» Set exercise: Only the lines from the one containing "The call MUST return, for every instance of the baby's bare" to the end of the records belong in the output; print them exactly.

[Pointing dataset records]
* Start *

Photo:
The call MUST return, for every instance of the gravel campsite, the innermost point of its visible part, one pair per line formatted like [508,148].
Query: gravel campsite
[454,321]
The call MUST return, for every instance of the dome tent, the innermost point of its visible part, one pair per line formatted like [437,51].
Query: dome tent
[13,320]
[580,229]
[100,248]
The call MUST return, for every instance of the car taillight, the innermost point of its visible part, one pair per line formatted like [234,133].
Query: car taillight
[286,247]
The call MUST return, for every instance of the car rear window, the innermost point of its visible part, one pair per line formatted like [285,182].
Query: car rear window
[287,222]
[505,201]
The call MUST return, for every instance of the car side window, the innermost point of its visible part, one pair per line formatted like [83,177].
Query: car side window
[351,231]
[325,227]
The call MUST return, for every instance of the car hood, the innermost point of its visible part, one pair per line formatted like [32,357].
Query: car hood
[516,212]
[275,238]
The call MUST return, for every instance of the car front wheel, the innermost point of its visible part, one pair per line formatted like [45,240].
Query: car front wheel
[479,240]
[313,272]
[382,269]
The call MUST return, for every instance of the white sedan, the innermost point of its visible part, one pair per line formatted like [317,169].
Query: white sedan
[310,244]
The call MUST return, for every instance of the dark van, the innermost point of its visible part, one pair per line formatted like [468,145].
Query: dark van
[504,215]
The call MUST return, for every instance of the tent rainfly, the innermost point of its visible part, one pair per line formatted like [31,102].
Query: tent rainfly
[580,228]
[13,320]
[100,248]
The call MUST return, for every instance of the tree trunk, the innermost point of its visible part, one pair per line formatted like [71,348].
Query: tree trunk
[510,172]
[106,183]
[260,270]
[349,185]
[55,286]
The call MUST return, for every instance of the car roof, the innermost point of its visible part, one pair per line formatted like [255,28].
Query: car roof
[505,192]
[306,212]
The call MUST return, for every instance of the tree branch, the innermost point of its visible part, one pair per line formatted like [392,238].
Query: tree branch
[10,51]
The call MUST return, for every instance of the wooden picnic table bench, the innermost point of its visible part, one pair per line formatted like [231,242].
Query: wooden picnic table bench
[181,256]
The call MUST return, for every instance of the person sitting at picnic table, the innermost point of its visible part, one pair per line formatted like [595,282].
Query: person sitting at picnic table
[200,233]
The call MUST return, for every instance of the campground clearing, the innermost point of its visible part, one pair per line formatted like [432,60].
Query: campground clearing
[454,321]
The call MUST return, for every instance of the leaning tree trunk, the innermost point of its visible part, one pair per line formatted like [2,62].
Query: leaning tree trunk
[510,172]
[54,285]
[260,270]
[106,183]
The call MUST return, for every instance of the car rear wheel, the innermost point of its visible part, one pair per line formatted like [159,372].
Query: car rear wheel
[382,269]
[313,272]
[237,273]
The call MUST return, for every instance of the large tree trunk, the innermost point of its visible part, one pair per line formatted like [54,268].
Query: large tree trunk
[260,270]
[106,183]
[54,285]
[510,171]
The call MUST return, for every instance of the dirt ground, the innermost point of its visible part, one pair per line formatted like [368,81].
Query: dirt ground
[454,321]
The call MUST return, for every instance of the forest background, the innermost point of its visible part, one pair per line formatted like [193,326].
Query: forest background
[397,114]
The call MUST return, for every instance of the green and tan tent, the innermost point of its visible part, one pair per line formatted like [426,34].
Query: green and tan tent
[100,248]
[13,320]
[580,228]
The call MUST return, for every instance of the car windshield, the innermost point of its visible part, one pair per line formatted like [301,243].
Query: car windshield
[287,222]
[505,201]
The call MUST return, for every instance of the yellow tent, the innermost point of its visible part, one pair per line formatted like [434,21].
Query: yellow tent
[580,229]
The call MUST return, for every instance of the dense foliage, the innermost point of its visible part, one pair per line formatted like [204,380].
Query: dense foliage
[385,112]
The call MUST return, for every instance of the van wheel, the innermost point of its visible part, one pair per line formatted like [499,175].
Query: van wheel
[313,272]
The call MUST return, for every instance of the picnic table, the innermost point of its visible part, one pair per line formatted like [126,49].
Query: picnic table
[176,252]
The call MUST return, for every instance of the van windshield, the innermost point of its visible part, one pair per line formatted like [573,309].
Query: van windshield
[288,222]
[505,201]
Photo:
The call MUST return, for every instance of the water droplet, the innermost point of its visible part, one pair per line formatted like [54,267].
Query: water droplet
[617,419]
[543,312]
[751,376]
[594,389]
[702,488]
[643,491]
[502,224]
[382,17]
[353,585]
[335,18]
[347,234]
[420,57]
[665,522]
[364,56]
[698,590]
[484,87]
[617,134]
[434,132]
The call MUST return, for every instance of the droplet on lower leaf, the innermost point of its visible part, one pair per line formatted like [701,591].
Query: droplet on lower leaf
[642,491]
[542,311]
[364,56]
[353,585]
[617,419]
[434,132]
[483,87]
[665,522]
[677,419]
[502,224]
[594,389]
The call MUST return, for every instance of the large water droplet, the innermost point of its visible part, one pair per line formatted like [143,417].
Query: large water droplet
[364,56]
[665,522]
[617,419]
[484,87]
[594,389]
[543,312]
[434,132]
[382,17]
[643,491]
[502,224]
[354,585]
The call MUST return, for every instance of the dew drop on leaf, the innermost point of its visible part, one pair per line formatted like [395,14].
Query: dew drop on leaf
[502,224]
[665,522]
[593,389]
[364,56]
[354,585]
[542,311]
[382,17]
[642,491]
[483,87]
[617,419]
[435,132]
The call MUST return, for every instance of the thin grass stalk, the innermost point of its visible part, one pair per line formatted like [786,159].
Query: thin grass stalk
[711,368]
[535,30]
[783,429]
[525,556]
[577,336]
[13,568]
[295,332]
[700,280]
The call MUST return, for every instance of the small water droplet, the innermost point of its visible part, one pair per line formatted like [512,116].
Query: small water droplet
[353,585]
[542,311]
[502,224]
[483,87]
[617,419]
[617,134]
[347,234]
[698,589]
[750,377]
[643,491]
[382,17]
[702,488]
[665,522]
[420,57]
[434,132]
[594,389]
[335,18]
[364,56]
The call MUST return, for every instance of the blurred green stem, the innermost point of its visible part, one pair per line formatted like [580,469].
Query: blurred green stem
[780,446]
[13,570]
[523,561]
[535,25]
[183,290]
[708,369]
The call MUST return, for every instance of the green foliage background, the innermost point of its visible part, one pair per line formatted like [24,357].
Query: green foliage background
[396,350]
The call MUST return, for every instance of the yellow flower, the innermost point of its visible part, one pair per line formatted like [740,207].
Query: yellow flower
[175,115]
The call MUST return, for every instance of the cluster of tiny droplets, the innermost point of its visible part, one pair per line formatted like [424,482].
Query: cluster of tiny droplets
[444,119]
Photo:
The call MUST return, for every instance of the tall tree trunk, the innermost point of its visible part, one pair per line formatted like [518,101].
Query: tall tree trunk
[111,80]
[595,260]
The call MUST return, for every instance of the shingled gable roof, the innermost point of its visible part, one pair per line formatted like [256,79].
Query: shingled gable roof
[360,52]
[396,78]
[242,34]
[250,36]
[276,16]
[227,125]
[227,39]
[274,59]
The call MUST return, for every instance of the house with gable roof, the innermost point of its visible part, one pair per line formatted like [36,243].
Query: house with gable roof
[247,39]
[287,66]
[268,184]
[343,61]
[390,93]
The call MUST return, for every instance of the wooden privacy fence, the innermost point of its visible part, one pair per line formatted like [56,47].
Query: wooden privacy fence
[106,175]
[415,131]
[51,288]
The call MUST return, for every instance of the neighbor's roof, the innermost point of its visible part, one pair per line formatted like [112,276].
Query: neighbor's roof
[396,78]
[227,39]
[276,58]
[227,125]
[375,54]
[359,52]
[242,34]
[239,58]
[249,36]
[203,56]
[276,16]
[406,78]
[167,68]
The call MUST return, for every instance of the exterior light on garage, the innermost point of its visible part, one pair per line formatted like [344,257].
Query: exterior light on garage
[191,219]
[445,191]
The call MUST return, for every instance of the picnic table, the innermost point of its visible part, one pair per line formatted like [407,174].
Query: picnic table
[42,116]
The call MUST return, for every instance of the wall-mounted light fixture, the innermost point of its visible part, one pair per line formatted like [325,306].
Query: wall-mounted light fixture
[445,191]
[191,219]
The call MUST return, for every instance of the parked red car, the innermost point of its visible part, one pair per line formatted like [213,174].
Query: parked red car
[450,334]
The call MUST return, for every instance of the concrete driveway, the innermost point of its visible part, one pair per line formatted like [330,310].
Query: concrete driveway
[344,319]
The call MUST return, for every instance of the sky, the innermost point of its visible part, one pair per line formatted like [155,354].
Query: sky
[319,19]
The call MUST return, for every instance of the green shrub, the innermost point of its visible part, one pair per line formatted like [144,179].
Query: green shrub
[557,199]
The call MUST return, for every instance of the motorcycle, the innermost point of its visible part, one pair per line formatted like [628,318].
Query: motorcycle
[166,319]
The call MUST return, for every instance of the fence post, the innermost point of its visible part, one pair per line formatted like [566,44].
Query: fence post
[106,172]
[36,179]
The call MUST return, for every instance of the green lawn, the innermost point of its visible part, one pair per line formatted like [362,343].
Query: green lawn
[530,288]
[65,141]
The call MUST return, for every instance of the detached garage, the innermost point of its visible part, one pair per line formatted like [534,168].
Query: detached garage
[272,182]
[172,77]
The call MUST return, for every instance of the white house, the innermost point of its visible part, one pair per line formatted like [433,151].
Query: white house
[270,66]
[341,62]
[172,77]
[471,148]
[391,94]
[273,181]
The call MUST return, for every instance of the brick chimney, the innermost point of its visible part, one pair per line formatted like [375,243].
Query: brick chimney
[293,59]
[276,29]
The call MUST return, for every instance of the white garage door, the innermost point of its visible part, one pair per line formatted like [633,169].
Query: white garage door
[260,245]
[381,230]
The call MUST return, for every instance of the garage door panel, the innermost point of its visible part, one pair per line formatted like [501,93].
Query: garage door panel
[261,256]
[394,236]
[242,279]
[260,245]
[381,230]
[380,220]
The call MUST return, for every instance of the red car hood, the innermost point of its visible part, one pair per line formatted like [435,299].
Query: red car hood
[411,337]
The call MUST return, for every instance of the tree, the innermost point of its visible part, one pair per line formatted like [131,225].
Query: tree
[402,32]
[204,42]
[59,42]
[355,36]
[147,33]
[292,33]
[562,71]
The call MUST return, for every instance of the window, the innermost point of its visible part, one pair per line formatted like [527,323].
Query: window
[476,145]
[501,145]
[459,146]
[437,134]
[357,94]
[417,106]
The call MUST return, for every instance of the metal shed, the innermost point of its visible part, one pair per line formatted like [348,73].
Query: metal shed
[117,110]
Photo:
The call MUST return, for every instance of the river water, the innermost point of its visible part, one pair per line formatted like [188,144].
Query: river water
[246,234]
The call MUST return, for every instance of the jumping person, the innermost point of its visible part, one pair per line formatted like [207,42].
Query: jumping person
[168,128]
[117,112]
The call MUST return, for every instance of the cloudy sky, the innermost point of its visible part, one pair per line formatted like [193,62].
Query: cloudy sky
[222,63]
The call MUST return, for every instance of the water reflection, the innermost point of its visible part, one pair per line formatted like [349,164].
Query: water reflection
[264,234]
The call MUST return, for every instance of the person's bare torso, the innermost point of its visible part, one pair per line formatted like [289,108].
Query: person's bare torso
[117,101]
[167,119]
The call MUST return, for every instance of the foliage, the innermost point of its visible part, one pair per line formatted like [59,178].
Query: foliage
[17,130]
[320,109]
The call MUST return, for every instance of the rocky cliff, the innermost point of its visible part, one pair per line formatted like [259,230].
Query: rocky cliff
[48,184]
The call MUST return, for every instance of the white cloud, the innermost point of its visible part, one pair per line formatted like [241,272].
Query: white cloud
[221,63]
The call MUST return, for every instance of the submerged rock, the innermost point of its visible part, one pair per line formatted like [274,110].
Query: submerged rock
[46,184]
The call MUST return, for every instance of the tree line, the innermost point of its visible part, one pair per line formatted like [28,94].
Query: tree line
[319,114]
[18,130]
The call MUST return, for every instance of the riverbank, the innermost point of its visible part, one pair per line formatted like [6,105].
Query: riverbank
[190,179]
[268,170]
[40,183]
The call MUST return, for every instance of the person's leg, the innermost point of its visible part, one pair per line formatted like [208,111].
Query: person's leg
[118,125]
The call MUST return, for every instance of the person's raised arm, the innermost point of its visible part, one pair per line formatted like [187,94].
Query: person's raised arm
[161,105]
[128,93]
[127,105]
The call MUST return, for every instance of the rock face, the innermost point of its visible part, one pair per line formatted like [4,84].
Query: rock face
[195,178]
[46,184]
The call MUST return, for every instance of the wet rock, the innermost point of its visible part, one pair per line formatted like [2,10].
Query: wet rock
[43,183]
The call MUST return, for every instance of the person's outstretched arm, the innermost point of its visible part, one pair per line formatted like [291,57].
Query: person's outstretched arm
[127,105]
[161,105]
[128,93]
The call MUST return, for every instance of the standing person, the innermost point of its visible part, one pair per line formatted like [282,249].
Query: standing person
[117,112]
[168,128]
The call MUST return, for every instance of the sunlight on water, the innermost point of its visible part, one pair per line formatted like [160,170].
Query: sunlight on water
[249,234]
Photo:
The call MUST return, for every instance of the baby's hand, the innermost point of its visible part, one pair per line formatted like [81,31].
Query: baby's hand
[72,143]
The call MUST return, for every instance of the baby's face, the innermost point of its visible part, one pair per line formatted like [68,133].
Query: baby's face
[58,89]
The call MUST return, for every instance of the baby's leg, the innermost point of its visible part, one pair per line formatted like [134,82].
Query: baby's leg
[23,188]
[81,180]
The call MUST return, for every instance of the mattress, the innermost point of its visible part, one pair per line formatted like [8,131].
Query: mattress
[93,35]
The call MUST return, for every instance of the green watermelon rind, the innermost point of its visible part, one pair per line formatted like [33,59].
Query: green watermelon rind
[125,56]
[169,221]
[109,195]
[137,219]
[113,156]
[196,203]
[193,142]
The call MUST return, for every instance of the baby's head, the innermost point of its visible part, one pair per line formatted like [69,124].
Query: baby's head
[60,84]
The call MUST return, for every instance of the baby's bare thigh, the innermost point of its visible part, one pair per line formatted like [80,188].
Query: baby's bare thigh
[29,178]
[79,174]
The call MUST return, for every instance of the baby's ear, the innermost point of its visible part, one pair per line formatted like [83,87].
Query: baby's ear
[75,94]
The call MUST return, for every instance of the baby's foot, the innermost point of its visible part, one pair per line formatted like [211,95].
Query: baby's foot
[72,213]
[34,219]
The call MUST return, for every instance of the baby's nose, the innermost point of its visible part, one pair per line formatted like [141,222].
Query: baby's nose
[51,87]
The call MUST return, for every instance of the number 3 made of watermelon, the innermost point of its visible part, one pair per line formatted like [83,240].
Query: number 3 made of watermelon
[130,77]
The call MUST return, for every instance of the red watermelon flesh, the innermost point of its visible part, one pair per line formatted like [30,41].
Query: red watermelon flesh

* End *

» Response to this exercise:
The call MUST return, for every instance of the baby's bare thigh, the innermost point of its visible part, one pair per line formatted like [80,188].
Query: baby's bare thigh
[29,178]
[79,174]
The call MUST return, for every instance of the baby's ear, the innermost point of its visible part, one pair per line formatted like [83,87].
Query: baby's ear
[75,94]
The call MUST return, for every instance of the baby's foot, the innermost point of its visible part, one pair per line formatted like [211,95].
Query: baby's foot
[72,213]
[34,219]
The call MUST return, for every instance of the baby's nose, the innermost point of its visible part, one pair per line formatted like [141,222].
Query: baby's nose
[51,87]
The call MUST return, for every instance of the number 3 made of watermelon, the innermost point of its visible part, one pair per line formatted like [83,240].
Query: number 3 made of watermelon
[130,77]
The call MUST return, for every instance of the red watermelon flesh, the innermost point of its visible part, one pair per line formatted like [30,41].
Query: red watermelon flesh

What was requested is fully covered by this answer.